-- Work to do --
Report every line below that contains the word "wispy", copying each such line in full.

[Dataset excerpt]
===============
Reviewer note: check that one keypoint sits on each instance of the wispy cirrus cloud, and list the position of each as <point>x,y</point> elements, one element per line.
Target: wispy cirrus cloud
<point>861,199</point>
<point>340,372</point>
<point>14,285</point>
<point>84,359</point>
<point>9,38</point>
===============
-- Exercise output --
Reviewer note: check that one keypoint sits on each instance of the wispy cirrus cloud, and list the position of each as <point>x,y</point> elements, one element per line.
Target: wispy cirrus cloud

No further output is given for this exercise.